GOAL OF THE EXERCISE
Copy the post about Danish test plates again, everything from "Dear collective mind" down to "registered in Norway?", swapping "Norway" for "Sweden" each time it appears.

** BEGIN SOURCE **

Dear collective mind of Reddit,
I’m thinking about a fun summer project. Buy a small electric car in Norway and drive it through Denmark and Germany to Czech Republic. It will be a great newspaper article. The catch is, that it looks like, that Norway export plates are valid only in Norway and neighbour countries.
But, in Denmark, I should be able to buy local “test plates” – prøvemærker. And they should be valid in Germany too. (Than I’m almost home.)
The question is. Can I buy and put prøvemærker on a car, which was registered in Norway?
Main source of information is this page so far. [https://skat.dk/data.aspx?oid=2234514](https://skat.dk/data.aspx?oid=2234514)
Thanks for any hindshights.
3 comments
If you are actually a journalist or something working on that specific story, yeah it could work. But if you are just a private citizen moving from A to B, I don’t think it’s going to fly. The test plates are for special purposed, such as trying out a car, a dealer that has to move it from one shop to another, or import/export, or some special cases such as journalists reviewing a car, maybe going to an autoshow to exhibit the car etc., they are not for general transportion, which your trip sounds like, unless you can argue you are working on a story/documentary or something about your journey, then it would be a maybe.

** END SOURCE **
** BEGIN EXTRACTED INFORMATION **

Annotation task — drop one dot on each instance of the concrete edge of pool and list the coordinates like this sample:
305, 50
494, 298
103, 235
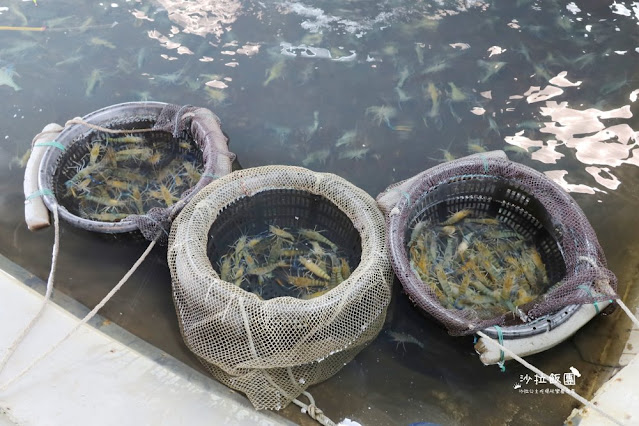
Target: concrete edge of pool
103, 374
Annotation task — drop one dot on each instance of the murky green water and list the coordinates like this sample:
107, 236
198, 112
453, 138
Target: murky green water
377, 93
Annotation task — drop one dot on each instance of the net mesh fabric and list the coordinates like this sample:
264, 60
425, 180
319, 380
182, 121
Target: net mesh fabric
519, 196
272, 350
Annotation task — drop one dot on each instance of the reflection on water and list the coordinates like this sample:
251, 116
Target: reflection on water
374, 92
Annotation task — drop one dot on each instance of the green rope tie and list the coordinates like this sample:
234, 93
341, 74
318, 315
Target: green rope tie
39, 193
502, 361
53, 143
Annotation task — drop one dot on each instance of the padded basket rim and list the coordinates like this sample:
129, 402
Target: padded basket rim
199, 248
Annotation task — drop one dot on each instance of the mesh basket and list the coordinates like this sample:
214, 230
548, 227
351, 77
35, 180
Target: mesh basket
490, 186
272, 350
188, 133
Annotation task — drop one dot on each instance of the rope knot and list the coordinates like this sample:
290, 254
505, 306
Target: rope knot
313, 411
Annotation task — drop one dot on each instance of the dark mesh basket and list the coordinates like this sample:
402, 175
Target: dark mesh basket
285, 208
524, 200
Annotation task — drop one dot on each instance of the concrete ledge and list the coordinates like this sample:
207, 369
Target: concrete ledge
101, 379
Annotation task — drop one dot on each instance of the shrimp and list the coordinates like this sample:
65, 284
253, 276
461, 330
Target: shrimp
137, 199
225, 270
95, 152
126, 139
265, 270
336, 270
346, 269
304, 282
314, 268
314, 235
403, 338
105, 201
140, 154
168, 196
108, 217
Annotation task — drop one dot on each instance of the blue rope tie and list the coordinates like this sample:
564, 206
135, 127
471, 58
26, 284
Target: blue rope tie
502, 361
39, 193
53, 143
485, 161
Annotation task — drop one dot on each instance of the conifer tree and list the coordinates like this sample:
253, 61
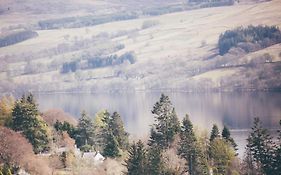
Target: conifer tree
277, 158
189, 150
155, 164
26, 119
187, 145
226, 135
117, 126
166, 124
136, 163
260, 145
111, 146
85, 131
214, 133
222, 156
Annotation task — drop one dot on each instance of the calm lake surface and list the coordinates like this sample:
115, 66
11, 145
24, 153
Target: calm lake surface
236, 110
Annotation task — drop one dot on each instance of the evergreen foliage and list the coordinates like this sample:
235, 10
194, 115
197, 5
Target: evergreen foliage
187, 146
85, 131
222, 156
226, 135
137, 160
25, 119
111, 146
260, 146
166, 124
65, 126
214, 133
155, 164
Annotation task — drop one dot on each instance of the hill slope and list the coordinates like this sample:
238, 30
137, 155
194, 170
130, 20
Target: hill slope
176, 51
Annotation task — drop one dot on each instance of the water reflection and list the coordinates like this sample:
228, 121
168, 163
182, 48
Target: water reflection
236, 110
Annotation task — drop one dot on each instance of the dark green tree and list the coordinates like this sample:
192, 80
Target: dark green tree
277, 158
26, 119
65, 126
85, 131
111, 146
155, 164
214, 133
222, 155
166, 124
189, 149
118, 130
260, 145
226, 135
136, 162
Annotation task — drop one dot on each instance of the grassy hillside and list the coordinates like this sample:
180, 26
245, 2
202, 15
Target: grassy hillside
176, 51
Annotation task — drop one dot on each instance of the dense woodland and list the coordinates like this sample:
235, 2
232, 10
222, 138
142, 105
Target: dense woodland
250, 39
16, 37
173, 147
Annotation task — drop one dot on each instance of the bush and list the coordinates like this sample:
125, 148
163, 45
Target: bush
249, 39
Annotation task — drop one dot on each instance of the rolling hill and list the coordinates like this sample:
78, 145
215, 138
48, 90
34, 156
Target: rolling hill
171, 51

** END EXTRACTED INFORMATION **

FINISHED ANSWER
Dear collective mind of Reddit,
I’m thinking about a fun summer project. Buy a small electric car in Sweden and drive it through Denmark and Germany to Czech Republic. It will be a great newspaper article. The catch is, that it looks like, that Sweden export plates are valid only in Sweden and neighbour countries.
But, in Denmark, I should be able to buy local “test plates” – prøvemærker. And they should be valid in Germany too. (Than I’m almost home.)
The question is. Can I buy and put prøvemærker on a car, which was registered in Sweden?